[Приведённый отрывок]

^^^^

Вестник Челябинского государственного университета. 2010. № 32 (213).
Филология. Искусствоведение. Вып. 48. С. 74-78.
Л. А. Мальцев
ЭСХАТОЛОГИЧЕСКАЯ КОНЦЕПЦИЯ ТВОРЧЕСТВА Н. А. БЕРДЯЕВА И Г. ХЕРЛИНГА-ГРУДЗИНЬСКОГО
Утверждается, что эсхатологическая «линеарная» модель истории легла в основу философско-исторического мышления Бердяева (труд «Смысл истории») и художественнообразного мировосприятия Херлинга-Грудзиньского (рассказ «Пожар в Сикстинской Капелле»). Прослеживаются сходства и различия историософских концепций русского мыслителя и польского писателя.
Ключевые слова: катастрофизм, эсхатологизм, Апокалипсис, история и метаистория.
Историософский труд Бердяева «Смысл истории», изданный в 1923 году, как и его же последующая работа «Новое средневековье» (1924), опирается на идею циклического развития истории, в русской мысли XIX века обоснованную Данилевским, а в западноевропейском сознании XX века Шпенглером. Бердяев разрабатывает философскую концепцию преодоления современной катастрофичности. Развивая идеи Шпенглера, Бердяев оспаривает пессимистическое задание его мыслительной парадигмы, намечая «пути выхода из мирового кризиса»1. Судя по содержанию книги «Смысл истории», этот путь есть не что иное, как «путь к иному миру», «трансцендентный выход» из «безвыходного круга истории», «прорыв истории в метаисторию», «допущение в замкнутый круг истории сил надисторических, т. е. нового ноуменального небесного события в земном и феноменальном - грядущего явления Христа»2.

^^^^

[Задание 1] В каком году, согласно отрывку, был издан труд Бердяева «Смысл истории»?
[Задание 2] Перепишите из отрывка без изменений всё, начиная со слов «Вестник Челябинского государственного» и до слов «история и метаистория.» включительно.

[Данные]

^^^^

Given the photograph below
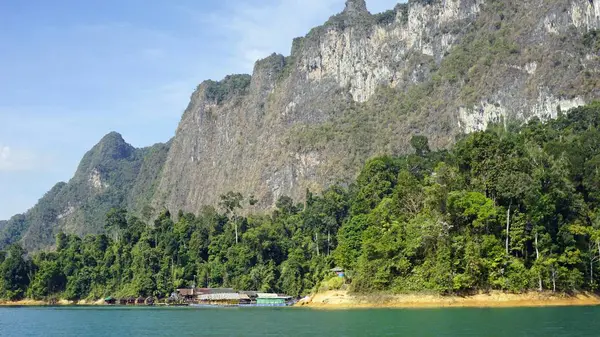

^^^^

[Ответ 1] В 1923 году.

[Ответ 2]
Вестник Челябинского государственного университета. 2010. № 32 (213).
Филология. Искусствоведение. Вып. 48. С. 74-78.
Л. А. Мальцев
ЭСХАТОЛОГИЧЕСКАЯ КОНЦЕПЦИЯ ТВОРЧЕСТВА Н. А. БЕРДЯЕВА И Г. ХЕРЛИНГА-ГРУДЗИНЬСКОГО
Утверждается, что эсхатологическая «линеарная» модель истории легла в основу философско-исторического мышления Бердяева (труд «Смысл истории») и художественнообразного мировосприятия Херлинга-Грудзиньского (рассказ «Пожар в Сикстинской Капелле»). Прослеживаются сходства и различия историософских концепций русского мыслителя и польского писателя.
Ключевые слова: катастрофизм, эсхатологизм, Апокалипсис, история и метаистория.